— PROBLEM SET —
1. According to the Saloma Acres text, who is Saloma Acres named after?
2. Transcribe the Saloma Acres text between "What’s Ours is" and "home for you.", inclusive.
3. Translate this sentence from the Saloma Acres text into Spanish: "He died in 1997, but every time I stick my hands in soil, I think of him."
___ EXTRACT
What’s Ours is Yours

If ever I imagined my 36 year and what I would be up to, never did I believe that I’d be in a position to write this invitation to dream with me a rural refuge for the urban weary in the town of Blythewood, located in the sand hills of South Carolina. 

Named after my late aunt Olive Saloma Dameron, SALOMA ACRES aspires to be a Black-owned equestrian and cultural center. A gathering space. Another outdoor home for you.

I come from a family of Black Americans who migrated in the first half of the 20th century from their rural homesteads in McDuffie County, Georgia and Horry County, South Carolina to the suburban “promised land” of Columbia, South Carolina. There, my maternal grandparents were able to purchase a plot of land, and when I came, I watched in their later years, a return to their source—on the quarter acre lot in a Black residential suburban neighborhood on a cul de sac of 19 houses, my grandparents erected a homestead: there they raised ducks, rabbits, chicks. My grandfather transformed an old bathtub into a pond, and rotated his vegetable garden predictably every season. I begged to go over there because that’s where all the action was—outside, and at my grandparents house. I recall days walking the rows of tomato and squash and cucumbers; my fingertips sticky-red from picking strawberries he grew in an old gas barrel. He died in 1997, but every time I stick my hands in soil, I think of him. Every time I pick a tomato from our small backyard garden, he’s with me.
______
___ EXTRACTED MATERIAL
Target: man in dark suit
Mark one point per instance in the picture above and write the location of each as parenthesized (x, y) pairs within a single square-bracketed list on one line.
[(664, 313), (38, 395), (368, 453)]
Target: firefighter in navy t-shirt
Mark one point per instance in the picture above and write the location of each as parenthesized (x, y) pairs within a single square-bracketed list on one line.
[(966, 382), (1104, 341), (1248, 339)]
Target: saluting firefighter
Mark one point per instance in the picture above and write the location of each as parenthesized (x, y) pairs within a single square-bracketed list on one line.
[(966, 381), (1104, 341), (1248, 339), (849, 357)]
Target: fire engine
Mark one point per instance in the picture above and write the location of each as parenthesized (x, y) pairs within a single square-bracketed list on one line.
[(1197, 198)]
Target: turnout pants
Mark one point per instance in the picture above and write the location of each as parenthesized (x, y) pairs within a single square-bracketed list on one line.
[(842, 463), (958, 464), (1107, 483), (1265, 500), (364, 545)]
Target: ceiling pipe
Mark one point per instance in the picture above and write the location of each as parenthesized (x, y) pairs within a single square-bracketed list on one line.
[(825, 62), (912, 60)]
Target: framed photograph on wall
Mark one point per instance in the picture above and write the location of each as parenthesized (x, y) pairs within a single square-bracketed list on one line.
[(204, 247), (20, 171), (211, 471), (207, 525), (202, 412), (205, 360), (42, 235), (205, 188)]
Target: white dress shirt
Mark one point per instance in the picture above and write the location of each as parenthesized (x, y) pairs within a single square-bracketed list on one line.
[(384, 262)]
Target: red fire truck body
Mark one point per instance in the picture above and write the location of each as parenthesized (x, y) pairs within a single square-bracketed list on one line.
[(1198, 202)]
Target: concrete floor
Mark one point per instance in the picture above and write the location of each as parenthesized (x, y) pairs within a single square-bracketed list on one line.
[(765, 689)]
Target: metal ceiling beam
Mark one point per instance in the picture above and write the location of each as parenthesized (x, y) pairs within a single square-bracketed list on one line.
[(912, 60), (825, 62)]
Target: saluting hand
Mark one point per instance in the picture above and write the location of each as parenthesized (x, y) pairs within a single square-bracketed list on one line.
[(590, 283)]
______
— SOLUTIONS PER TASK —
1. The writer's late aunt, Olive Saloma Dameron.

2.
What’s Ours is Yours

If ever I imagined my 36 year and what I would be up to, never did I believe that I’d be in a position to write this invitation to dream with me a rural refuge for the urban weary in the town of Blythewood, located in the sand hills of South Carolina. 

Named after my late aunt Olive Saloma Dameron, SALOMA ACRES aspires to be a Black-owned equestrian and cultural center. A gathering space. Another outdoor home for you.

3. Murió en 1997, pero cada vez que meto las manos en la tierra, pienso en él.